Records excerpted from a collection:

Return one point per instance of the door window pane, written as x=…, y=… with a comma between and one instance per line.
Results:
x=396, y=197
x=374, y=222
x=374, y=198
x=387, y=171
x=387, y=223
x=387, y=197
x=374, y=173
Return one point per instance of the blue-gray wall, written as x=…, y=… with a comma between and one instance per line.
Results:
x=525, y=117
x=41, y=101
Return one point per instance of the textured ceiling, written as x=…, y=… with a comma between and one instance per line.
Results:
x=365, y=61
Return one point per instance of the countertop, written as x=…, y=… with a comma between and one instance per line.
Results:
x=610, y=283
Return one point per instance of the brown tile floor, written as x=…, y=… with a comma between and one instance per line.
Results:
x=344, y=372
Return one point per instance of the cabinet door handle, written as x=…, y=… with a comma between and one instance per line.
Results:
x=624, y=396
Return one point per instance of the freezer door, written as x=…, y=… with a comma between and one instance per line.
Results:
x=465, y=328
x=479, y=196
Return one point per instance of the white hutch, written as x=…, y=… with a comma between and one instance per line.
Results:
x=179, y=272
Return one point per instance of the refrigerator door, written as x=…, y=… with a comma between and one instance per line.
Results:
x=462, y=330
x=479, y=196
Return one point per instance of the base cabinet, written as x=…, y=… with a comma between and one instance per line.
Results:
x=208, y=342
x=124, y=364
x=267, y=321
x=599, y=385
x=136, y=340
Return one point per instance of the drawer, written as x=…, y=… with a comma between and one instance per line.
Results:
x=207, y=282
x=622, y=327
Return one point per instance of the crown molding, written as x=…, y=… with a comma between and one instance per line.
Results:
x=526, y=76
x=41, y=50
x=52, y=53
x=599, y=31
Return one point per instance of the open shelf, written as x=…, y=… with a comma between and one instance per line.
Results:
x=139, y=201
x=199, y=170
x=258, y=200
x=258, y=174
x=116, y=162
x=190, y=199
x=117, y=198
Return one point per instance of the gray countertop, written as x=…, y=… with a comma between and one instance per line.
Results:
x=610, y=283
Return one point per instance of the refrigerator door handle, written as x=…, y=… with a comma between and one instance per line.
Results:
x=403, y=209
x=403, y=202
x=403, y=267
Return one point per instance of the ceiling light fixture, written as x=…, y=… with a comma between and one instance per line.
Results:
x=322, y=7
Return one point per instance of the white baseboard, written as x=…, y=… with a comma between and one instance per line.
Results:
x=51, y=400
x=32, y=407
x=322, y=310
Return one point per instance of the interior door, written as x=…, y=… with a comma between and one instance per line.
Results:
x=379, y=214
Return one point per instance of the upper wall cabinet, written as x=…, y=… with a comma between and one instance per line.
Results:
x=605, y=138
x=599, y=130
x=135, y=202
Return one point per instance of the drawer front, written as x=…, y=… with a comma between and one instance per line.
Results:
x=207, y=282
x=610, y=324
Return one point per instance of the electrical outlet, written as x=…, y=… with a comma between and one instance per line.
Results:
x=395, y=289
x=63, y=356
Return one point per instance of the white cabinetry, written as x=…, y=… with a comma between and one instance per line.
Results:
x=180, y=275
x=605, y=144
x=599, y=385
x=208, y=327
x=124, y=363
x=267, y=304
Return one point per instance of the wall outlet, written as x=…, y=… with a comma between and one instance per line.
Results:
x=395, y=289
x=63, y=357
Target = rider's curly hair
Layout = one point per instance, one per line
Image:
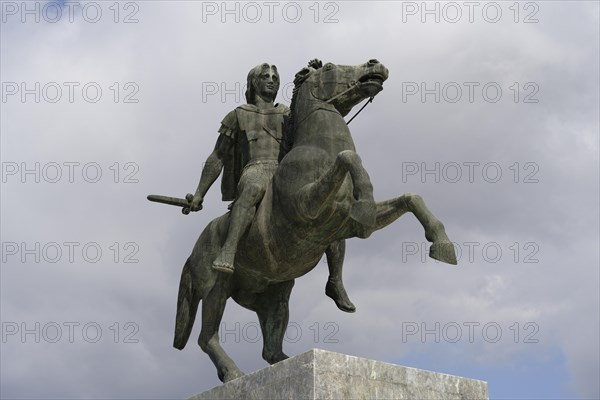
(252, 81)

#### WHAT YOU NEED TO DO:
The required output is every line above that contains the string "gray".

#### RESPONSE:
Return one point per instance of the blue-gray wall, written as x=…, y=… with a comma between and one instance per line.
Return one point per instance of the gray countertop, written as x=…, y=… with a comma between and one instance per line.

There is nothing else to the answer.